EXERCISE REQUIREMENTS:
Set out the data as a numbered list, from its first line through the line that contains "277 353 L 156", with blank lines omitted.

##### MATERIAL FOR THIS EXERCISE #####

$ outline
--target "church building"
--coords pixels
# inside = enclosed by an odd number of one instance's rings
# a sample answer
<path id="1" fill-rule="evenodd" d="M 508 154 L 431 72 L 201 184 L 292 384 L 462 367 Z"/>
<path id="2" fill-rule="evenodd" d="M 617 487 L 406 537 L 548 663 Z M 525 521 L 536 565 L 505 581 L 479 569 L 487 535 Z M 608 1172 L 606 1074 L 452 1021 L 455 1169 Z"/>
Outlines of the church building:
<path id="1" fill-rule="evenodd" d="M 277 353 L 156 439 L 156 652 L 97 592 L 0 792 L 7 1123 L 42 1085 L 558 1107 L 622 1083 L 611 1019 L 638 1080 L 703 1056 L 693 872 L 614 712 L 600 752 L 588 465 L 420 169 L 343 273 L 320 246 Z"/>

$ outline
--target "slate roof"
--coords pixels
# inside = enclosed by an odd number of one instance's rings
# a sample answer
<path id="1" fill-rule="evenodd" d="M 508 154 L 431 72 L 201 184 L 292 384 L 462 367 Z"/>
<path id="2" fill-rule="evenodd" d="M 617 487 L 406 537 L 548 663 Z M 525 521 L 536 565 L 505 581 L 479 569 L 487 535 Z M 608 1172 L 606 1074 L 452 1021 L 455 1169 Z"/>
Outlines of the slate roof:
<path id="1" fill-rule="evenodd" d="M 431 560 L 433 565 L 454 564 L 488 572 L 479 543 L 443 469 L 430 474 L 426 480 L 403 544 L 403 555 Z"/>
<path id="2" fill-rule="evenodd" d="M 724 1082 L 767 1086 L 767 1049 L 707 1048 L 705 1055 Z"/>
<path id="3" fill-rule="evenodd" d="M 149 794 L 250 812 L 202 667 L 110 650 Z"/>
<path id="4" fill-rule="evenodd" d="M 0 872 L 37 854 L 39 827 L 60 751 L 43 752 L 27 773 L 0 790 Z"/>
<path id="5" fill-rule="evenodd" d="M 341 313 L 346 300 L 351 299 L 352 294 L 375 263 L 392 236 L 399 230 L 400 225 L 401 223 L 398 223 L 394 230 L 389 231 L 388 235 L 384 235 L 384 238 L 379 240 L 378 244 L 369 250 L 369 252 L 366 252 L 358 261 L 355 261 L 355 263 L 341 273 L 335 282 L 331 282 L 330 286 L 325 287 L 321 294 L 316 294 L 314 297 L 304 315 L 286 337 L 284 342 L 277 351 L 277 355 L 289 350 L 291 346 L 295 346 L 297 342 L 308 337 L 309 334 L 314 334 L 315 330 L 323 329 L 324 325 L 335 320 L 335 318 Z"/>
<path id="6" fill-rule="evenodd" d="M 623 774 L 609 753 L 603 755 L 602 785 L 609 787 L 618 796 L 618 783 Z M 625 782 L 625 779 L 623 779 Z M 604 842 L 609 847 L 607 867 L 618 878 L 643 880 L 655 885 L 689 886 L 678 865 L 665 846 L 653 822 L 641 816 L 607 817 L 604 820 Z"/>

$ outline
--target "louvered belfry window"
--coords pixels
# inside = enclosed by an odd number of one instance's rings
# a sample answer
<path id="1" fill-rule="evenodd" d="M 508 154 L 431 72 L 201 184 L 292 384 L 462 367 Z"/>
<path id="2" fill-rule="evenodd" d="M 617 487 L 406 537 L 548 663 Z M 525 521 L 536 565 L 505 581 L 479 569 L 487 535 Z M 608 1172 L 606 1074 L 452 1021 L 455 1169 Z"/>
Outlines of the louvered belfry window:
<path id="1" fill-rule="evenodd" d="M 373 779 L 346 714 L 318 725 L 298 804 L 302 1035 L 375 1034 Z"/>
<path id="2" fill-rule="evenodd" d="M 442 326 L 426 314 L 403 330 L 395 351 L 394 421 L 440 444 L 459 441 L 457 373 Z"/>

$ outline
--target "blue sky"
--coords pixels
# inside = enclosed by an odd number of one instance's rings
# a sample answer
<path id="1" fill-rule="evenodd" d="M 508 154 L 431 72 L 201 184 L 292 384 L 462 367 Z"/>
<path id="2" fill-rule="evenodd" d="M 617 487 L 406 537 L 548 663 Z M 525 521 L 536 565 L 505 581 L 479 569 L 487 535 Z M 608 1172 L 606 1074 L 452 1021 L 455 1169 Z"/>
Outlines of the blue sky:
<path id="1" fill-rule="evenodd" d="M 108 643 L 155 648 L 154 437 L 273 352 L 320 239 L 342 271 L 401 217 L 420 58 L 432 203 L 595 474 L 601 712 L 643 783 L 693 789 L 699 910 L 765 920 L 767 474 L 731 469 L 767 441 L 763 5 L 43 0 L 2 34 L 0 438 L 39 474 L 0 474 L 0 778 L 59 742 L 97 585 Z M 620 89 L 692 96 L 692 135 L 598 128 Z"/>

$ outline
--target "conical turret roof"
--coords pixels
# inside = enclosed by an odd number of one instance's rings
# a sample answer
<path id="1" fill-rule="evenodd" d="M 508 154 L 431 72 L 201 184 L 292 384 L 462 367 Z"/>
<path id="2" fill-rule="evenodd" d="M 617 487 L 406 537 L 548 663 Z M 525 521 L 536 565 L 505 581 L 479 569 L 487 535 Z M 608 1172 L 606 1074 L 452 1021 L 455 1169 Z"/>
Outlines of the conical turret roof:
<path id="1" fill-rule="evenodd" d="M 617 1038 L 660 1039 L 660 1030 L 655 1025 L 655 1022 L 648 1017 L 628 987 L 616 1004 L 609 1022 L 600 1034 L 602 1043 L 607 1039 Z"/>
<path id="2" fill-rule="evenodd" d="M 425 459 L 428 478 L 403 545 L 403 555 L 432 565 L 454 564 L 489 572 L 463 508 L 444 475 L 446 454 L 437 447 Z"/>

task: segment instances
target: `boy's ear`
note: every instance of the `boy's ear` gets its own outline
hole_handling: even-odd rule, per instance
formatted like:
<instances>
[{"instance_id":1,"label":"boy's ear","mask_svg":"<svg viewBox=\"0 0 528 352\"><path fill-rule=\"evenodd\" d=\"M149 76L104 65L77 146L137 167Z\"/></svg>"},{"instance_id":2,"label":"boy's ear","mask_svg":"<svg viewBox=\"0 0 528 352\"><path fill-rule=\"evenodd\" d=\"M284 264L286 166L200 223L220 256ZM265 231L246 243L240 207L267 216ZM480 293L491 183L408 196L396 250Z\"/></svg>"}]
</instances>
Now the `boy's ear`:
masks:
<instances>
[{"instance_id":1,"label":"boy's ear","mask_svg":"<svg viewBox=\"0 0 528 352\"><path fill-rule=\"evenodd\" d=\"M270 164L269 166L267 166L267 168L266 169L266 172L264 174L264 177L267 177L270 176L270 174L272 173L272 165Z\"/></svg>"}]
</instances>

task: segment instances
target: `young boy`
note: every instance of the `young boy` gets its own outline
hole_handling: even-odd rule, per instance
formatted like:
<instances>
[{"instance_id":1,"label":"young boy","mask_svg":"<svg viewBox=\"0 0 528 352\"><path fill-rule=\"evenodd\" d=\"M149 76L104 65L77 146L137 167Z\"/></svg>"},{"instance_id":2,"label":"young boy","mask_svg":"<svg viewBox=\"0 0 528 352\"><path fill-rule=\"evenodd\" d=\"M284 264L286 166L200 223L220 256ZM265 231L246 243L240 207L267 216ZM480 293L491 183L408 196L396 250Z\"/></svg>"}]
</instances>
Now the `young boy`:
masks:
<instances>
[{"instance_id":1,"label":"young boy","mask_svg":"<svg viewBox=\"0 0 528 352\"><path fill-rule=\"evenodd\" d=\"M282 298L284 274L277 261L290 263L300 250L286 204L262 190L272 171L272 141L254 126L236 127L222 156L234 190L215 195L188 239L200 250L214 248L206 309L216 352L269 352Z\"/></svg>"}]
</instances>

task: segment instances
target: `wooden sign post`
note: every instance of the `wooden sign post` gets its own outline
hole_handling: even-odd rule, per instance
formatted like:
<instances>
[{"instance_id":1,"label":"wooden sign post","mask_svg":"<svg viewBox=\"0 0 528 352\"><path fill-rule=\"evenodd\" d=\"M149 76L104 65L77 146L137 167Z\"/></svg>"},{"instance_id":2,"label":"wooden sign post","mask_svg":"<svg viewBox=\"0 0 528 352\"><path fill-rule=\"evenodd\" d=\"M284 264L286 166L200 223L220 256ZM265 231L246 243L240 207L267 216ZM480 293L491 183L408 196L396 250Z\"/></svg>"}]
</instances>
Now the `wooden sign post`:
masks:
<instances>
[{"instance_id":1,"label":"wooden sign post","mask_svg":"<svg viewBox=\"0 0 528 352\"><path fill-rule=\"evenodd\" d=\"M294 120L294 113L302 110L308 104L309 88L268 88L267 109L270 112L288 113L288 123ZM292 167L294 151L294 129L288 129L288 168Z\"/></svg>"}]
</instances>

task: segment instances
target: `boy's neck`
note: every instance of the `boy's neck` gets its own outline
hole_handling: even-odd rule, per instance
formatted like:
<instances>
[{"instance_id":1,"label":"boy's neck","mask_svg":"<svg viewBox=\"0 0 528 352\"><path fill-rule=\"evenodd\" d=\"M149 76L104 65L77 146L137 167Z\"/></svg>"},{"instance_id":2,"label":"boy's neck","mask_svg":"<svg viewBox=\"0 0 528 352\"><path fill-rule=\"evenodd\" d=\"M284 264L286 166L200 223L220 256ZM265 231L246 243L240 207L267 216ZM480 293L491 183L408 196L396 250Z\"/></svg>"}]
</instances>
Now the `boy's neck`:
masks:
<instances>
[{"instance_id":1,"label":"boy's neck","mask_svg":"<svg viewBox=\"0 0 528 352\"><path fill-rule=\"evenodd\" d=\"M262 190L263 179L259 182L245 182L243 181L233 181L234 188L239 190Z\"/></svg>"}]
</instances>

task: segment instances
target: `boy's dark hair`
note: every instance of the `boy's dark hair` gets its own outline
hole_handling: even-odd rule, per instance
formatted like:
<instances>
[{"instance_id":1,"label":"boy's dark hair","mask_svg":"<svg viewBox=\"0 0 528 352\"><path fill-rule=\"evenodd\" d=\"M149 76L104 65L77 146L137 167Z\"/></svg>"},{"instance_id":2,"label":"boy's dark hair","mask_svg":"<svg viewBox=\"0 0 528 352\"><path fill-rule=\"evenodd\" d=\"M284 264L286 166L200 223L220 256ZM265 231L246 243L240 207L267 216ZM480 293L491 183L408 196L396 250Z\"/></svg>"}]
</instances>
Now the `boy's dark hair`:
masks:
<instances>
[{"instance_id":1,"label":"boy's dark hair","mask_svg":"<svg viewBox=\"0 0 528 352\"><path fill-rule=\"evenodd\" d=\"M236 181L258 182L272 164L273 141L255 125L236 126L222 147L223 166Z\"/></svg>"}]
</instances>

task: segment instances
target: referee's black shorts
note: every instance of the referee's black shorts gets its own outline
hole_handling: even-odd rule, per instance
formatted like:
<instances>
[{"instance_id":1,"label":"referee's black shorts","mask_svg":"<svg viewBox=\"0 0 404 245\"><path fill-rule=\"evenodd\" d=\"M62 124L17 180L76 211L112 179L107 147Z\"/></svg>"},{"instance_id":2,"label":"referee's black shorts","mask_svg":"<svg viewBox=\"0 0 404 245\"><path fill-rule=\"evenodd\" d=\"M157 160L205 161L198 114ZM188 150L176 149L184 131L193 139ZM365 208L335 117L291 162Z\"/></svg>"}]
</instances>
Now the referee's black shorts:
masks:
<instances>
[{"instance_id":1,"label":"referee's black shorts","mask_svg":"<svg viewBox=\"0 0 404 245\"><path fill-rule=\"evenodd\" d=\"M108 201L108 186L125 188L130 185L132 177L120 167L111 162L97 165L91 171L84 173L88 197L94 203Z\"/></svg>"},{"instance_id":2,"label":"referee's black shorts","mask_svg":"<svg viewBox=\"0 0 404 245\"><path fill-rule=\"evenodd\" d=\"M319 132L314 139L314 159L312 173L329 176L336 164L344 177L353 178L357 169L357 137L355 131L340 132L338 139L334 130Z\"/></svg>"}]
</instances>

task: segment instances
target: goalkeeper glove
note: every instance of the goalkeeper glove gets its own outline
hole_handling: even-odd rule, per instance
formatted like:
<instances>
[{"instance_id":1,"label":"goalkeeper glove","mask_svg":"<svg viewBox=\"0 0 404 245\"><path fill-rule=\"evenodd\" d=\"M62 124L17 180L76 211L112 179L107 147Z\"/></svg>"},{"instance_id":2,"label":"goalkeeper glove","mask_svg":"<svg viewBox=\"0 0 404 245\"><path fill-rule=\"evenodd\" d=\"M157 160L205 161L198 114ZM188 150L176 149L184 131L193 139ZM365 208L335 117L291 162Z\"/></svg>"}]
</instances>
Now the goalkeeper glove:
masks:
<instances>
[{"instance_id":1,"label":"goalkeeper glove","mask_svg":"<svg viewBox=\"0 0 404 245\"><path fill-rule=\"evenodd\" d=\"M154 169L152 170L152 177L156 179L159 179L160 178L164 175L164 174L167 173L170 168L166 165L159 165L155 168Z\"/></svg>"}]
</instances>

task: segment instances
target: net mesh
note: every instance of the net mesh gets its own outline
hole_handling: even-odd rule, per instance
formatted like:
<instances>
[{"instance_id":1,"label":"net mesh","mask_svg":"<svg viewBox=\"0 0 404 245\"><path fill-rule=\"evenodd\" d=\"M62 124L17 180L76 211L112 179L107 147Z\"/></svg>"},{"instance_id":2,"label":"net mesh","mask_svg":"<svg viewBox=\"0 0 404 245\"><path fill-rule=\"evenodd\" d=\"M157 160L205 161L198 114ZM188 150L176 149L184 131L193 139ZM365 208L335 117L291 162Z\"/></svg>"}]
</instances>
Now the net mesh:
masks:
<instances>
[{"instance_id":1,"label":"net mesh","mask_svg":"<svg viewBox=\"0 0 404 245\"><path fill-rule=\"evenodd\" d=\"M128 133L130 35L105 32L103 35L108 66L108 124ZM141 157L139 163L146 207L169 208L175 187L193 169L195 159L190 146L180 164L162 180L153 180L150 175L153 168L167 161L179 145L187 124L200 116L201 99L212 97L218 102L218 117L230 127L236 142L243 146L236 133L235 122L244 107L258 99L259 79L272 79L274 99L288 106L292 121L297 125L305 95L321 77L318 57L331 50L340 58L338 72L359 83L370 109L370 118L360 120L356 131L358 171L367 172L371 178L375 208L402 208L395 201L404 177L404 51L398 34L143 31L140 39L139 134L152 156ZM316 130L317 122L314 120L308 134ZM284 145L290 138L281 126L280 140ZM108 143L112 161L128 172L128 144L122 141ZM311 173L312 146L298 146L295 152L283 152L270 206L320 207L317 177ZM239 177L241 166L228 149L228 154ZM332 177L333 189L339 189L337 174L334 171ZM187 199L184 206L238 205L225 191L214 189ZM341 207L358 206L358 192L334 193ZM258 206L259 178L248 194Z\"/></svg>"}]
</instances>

#####

COMPLETE RESPONSE:
1. $ outline
2. --target "church building"
3. --coords pixels
4. # inside = enclosed by an odd number of one instance's rings
5. # a sample answer
6. <path id="1" fill-rule="evenodd" d="M 508 154 L 431 72 L 201 184 L 292 384 L 462 367 Z"/>
7. <path id="2" fill-rule="evenodd" d="M 617 487 L 406 537 L 548 663 Z M 525 521 L 536 565 L 505 581 L 479 569 L 487 535 Z M 608 1172 L 606 1074 L 452 1021 L 455 1169 Z"/>
8. Outlines of the church building:
9. <path id="1" fill-rule="evenodd" d="M 277 353 L 156 439 L 156 652 L 97 592 L 0 792 L 7 1123 L 42 1085 L 558 1107 L 622 1083 L 611 1019 L 638 1080 L 703 1056 L 693 872 L 614 712 L 600 752 L 588 465 L 420 169 L 343 273 L 320 246 Z"/>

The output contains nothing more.